Task brief:
All entries must be given again exactly as written.
___ Available records ___
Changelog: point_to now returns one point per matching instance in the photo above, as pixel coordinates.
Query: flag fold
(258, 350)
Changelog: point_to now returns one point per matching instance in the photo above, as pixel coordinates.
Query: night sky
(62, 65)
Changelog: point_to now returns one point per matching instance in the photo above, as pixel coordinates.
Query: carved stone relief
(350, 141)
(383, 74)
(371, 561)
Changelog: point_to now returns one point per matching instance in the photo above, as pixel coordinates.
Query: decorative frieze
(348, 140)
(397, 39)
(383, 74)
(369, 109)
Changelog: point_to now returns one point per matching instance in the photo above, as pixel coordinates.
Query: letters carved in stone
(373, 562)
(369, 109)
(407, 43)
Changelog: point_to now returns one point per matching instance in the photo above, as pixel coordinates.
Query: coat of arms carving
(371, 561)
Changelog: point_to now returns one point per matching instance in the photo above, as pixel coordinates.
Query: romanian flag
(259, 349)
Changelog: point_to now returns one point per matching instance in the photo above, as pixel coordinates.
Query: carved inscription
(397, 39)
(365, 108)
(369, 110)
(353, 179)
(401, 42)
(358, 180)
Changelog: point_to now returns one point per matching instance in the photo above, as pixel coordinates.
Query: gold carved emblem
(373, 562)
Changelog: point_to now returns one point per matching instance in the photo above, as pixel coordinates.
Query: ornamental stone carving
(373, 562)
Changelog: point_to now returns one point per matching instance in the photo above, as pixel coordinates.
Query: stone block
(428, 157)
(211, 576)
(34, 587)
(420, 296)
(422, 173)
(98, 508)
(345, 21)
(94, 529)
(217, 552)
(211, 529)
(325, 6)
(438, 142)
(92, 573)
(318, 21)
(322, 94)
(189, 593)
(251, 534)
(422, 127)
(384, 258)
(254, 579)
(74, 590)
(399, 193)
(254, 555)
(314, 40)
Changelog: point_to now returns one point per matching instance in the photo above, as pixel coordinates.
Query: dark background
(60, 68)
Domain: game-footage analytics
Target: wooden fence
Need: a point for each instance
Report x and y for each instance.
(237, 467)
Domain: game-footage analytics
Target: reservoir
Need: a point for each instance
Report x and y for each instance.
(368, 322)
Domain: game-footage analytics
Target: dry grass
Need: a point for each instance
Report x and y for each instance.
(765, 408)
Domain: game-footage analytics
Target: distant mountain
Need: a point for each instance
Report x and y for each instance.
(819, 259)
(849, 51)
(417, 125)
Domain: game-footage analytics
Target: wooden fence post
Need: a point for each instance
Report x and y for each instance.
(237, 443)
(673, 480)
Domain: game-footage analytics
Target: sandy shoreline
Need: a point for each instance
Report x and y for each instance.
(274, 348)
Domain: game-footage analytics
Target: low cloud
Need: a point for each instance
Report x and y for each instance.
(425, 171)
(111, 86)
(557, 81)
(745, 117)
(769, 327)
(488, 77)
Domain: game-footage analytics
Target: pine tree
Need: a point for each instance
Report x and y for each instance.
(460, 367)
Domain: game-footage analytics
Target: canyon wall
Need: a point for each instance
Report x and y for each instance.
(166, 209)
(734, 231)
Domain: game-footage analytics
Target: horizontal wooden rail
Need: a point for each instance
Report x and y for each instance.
___
Task result:
Changelog: point_to now returns one point per matching instance in the photo above, as pixel coordinates.
Query: flag fold
(258, 350)
Changelog: point_to now returns one point per matching instance in the photo above, as pixel coordinates.
Query: night sky
(62, 65)
Changelog: point_to now returns one point per matching instance in the photo above, as pixel coordinates.
Query: carved stone relief
(350, 141)
(383, 74)
(371, 561)
Changelog: point_to now returns one point per matching instance in the photo above, as pixel coordinates.
Query: decorative frieze
(348, 140)
(397, 39)
(383, 74)
(369, 109)
Changelog: point_to now returns one point per matching instance in the photo above, as pixel coordinates.
Query: letters carved in stone
(373, 562)
(369, 109)
(407, 43)
Changelog: point_to now returns one point per matching instance in the photo above, as pixel coordinates.
Query: coat of arms carving
(371, 561)
Changelog: point_to now returns one point per matching instance in the photo above, as pixel coordinates.
Query: romanian flag
(259, 349)
Changelog: point_to now returns one point per matching instance in the photo above, as pixel coordinates.
Query: carved inscription
(397, 39)
(365, 108)
(369, 110)
(353, 179)
(401, 42)
(358, 180)
Changelog: point_to now returns one point per matching instance in the photo above, as pixel coordinates.
Query: gold carved emblem
(373, 562)
Changelog: point_to now returns one point per matching instance in the photo above, as pixel coordinates.
Query: ornamental stone carving
(373, 562)
Changelog: point_to now returns one point per matching instance in the photo above, as pixel coordinates.
Query: stone block
(428, 157)
(211, 576)
(34, 587)
(420, 296)
(422, 173)
(98, 508)
(345, 21)
(94, 529)
(217, 552)
(211, 529)
(325, 6)
(438, 142)
(92, 573)
(318, 21)
(322, 94)
(189, 593)
(251, 534)
(422, 127)
(384, 258)
(254, 579)
(74, 590)
(399, 193)
(254, 555)
(314, 40)
Changelog: point_to now returns one point per matching instance in the photo above, as pixel coordinates.
Query: dark background
(60, 68)
Domain: game-footage analytics
Target: wooden fence
Need: a point for each instance
Report x and y for each instance.
(237, 467)
Domain: game-footage analytics
Target: reservoir
Need: a point for each instance
Report x and y for each instance.
(368, 322)
Domain: game-footage analytics
Target: dry grass
Need: a point for each instance
Report x and y for each instance.
(765, 408)
Domain: game-footage analytics
Target: distant mountain
Need: a point for each instance
Report x and y for each instance.
(819, 259)
(849, 51)
(417, 125)
Domain: game-footage analytics
Target: wooden fence post
Need: a point for each instance
Report x and y for each instance.
(237, 443)
(673, 480)
Domain: game-footage analytics
Target: sandy shoreline
Need: a point for each instance
Report x and y for each instance.
(274, 348)
Domain: game-footage analytics
Target: low cloud
Need: a point for each instance
Report x and y for each instance.
(425, 171)
(111, 86)
(557, 81)
(745, 117)
(769, 327)
(488, 77)
Domain: game-footage analytics
Target: pine tree
Need: a point for each instance
Report x and y for each instance.
(460, 367)
Domain: game-footage analytics
Target: canyon wall
Need: a point for each instance
Report x and y for each instance.
(166, 209)
(734, 231)
Domain: game-footage analytics
Target: horizontal wooden rail
Need: a point for each instance
Report x and y for each instance.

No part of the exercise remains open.